Problem to solve: All that is needed is every record, duplicated exactly.

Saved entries
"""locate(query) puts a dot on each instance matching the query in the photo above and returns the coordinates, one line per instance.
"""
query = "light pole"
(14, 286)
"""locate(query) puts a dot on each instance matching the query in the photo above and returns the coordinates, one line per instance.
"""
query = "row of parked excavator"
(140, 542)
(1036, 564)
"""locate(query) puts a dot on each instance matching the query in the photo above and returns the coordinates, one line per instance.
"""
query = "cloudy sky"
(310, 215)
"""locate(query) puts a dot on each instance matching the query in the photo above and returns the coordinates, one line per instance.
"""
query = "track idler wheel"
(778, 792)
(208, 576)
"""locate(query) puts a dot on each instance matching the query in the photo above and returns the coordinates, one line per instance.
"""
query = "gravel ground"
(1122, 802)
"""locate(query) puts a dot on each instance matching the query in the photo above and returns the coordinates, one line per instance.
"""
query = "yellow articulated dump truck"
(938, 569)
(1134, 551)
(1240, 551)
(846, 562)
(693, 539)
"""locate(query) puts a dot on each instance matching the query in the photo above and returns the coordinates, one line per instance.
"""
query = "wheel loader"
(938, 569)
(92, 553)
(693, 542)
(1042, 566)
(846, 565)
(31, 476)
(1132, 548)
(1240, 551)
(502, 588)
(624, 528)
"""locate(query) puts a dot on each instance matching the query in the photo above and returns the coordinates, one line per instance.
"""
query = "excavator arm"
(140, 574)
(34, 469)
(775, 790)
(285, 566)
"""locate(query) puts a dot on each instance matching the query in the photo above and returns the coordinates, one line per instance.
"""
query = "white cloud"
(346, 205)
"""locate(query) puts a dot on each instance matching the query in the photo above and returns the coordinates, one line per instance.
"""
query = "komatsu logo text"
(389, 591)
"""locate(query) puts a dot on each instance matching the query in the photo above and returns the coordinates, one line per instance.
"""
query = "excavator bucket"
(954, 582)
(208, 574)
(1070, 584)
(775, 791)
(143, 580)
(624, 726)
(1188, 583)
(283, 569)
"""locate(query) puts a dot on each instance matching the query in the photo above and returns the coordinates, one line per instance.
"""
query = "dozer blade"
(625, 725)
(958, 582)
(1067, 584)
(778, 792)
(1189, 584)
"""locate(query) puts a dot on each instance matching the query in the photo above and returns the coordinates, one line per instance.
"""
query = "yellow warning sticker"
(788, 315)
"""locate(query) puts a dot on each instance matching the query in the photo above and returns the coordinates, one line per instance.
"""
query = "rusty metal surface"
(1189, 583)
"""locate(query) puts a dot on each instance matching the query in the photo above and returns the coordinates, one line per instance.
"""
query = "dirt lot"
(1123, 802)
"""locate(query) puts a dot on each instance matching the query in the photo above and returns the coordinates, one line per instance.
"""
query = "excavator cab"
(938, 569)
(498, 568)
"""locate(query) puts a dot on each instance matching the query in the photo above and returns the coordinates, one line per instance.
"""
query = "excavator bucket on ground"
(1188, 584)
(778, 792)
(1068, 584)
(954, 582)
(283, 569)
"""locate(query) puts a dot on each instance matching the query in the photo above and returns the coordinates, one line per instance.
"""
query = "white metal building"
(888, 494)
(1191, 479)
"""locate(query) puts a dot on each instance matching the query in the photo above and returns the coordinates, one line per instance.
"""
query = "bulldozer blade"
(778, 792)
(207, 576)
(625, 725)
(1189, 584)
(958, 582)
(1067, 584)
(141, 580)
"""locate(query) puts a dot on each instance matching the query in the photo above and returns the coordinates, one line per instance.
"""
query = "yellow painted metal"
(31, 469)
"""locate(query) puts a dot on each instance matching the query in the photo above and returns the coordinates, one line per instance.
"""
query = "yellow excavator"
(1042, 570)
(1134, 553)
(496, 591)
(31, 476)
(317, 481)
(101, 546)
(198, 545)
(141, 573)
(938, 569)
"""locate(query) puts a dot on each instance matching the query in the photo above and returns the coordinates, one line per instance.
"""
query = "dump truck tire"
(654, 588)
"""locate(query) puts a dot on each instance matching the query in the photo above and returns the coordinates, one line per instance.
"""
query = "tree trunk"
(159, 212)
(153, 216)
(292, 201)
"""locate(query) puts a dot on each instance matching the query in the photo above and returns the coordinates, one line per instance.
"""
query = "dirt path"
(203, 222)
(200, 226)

Solution to this exercise:
"""locate(query) puts a dot on each instance matching the query in the photo above and returns the coordinates, one line per instance.
"""
query = "light pole"
(14, 286)
"""locate(query) puts a dot on each instance matching the query in the photo above and returns the coordinates, one line per instance.
"""
query = "row of parked excavator"
(140, 542)
(1036, 564)
"""locate(query) puts a dot on each instance matching the query in the photo above and returns the coordinates, one line per instance.
"""
query = "cloudy sky"
(310, 215)
"""locate(query) puts a dot on each instance matching the query in the photo above and returns the coordinates, one line per instance.
"""
query = "track idler wheel"
(778, 792)
(208, 576)
"""locate(query) puts a dot on each instance matching the query in the photo above and returns the coordinates, one line per instance.
"""
query = "gravel ground"
(1122, 802)
"""locate(query) puts a dot on each instance matching the query in the photo above and returns the coordinates, one line per instance.
"""
query = "yellow articulated dump truck"
(938, 569)
(1134, 551)
(1240, 551)
(846, 562)
(693, 539)
"""locate(query) puts a dot on each instance matching the query in the photo above and returns the coordinates, one line per instance.
"""
query = "wheel loader"
(938, 569)
(92, 553)
(693, 542)
(1042, 566)
(846, 565)
(31, 476)
(1132, 548)
(1240, 551)
(502, 588)
(624, 528)
"""locate(query) puts a dot on each instance matching the query in the photo above and returns the coordinates, one line per instance.
"""
query = "excavator arm"
(140, 574)
(34, 469)
(775, 790)
(285, 566)
"""locate(query) puts a dot on each instance matching the query in the photo above and returns the coordinates, one line per instance.
"""
query = "white cloud"
(346, 205)
"""locate(query) puts a dot on each instance matching the query in the photo above and returns the coordinates, one line per instance.
"""
query = "komatsu logo text"
(389, 591)
"""locate(query) puts a dot on each instance matching the query in the photo above and returns the coordinates, one line per instance.
"""
query = "excavator bucket"
(954, 582)
(208, 574)
(1070, 584)
(775, 791)
(143, 580)
(624, 726)
(1188, 583)
(283, 569)
"""locate(query) puts a dot on each instance matching the query in the photo above and returns the coordinates, one line per instance.
"""
query = "dozer blade"
(625, 725)
(958, 582)
(1067, 584)
(778, 792)
(1189, 584)
"""locate(query) puts a dot on each instance matching the query in the photo above and returns the coordinates, one line per instance.
"""
query = "yellow warning sticker"
(788, 315)
"""locate(query) puts a dot on each instance matching the query in the photo above and returns the coordinates, one line per instance.
"""
query = "rusty metal surface"
(1189, 583)
"""locate(query) puts a dot on each instance matching the query in the photo above and returns the coordinates, one line per instance.
"""
query = "dirt lot"
(1123, 802)
"""locate(query) puts a dot on each instance matching the query in the photo above and returns the coordinates, one line per instance.
"""
query = "excavator cab"
(938, 569)
(498, 568)
"""locate(query) puts a dot on each instance matching the query in the photo above and returns the coordinates, one line per instance.
"""
query = "excavator bucket on ground"
(1188, 584)
(778, 792)
(1068, 584)
(954, 582)
(283, 569)
"""locate(query) puts a dot on each instance matching the query in the photo above and returns the coordinates, one line per instance.
"""
query = "white metal building"
(888, 494)
(1191, 479)
"""locate(query) puts a dot on each instance matching the query in the photo above and returns the coordinates, one line per instance.
"""
query = "bulldozer blade"
(778, 792)
(207, 576)
(625, 725)
(1189, 584)
(958, 582)
(1067, 584)
(141, 580)
"""locate(query) puts a dot on each instance matching the query in the photo above and returns the coordinates, one line per instance.
"""
query = "yellow painted metal"
(31, 469)
"""locate(query) puts a dot on each instance matching the query in the photo above and returns the coordinates, one line per instance.
"""
query = "yellow excavator"
(1042, 570)
(1134, 553)
(496, 591)
(31, 476)
(317, 481)
(101, 546)
(198, 545)
(141, 573)
(938, 569)
"""locate(query) puts a dot on each instance matching the query in the photo above and returns the coordinates, one line per instance.
"""
query = "dump truck tire"
(654, 588)
"""locate(query) puts a dot on each instance matching the query in the photo above and returns the coordinates, one line per instance.
"""
query = "tree trunk"
(159, 212)
(153, 216)
(292, 201)
"""locate(query) puts a dot on each instance matching the query in the photo above and returns the coordinates, one line per instance.
"""
query = "dirt path"
(203, 222)
(200, 226)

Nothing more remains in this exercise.